◆ **Problem to work on**
Return each line of the records below that contains the string "bird", copying the line in full.

◆ **Input**
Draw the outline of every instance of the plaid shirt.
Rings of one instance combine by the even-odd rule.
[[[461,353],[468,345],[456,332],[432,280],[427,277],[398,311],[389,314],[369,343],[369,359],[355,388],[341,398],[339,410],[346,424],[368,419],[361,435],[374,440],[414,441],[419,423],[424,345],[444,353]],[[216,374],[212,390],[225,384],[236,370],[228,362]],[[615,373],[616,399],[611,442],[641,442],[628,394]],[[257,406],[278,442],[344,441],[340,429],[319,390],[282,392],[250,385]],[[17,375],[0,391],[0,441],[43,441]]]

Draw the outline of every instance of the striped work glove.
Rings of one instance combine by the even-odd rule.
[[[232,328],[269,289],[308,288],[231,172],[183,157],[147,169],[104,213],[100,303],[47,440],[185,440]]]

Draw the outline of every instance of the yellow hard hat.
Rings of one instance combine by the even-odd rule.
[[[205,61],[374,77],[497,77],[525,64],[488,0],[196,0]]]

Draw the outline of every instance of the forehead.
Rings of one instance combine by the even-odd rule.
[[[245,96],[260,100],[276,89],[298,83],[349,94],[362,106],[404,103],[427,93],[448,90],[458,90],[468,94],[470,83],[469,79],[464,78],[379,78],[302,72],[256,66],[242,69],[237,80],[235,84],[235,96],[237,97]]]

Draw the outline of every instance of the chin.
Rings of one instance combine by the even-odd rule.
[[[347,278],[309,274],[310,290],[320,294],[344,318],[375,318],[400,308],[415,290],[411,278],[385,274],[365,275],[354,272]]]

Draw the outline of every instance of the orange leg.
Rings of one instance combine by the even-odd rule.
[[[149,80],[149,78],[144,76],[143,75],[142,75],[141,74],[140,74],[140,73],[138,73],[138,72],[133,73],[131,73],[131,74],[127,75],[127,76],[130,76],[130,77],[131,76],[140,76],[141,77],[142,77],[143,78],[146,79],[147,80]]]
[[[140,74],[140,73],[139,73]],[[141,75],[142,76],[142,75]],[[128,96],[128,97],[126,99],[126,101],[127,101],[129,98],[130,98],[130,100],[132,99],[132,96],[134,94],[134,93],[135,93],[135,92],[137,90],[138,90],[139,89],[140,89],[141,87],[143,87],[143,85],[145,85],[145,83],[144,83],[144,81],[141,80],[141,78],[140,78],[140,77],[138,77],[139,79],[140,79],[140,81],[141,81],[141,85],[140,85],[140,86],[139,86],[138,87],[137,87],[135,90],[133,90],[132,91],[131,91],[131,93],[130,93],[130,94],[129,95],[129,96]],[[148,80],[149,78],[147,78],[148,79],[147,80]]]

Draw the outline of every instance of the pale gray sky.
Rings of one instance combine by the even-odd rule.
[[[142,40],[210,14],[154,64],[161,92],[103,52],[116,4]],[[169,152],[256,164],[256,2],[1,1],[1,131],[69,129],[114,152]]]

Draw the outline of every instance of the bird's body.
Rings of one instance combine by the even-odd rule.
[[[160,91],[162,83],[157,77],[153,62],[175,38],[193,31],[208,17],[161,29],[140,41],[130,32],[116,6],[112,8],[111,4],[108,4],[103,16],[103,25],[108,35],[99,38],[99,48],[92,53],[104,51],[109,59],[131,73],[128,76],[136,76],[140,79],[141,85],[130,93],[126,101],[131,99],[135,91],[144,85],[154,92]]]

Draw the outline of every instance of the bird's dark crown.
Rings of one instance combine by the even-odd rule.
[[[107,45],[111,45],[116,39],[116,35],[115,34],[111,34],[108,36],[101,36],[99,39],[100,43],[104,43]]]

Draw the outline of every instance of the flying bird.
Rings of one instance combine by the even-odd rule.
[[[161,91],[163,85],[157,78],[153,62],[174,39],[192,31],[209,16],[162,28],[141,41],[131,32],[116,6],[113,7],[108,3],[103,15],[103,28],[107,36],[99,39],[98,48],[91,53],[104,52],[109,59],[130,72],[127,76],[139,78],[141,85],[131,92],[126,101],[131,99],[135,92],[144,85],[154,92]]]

◆ **Expected output**
Draw the outline of every instance of the bird's body.
Draw the outline of every instance of the bird's dark crown.
Draw the outline of every instance of the flying bird.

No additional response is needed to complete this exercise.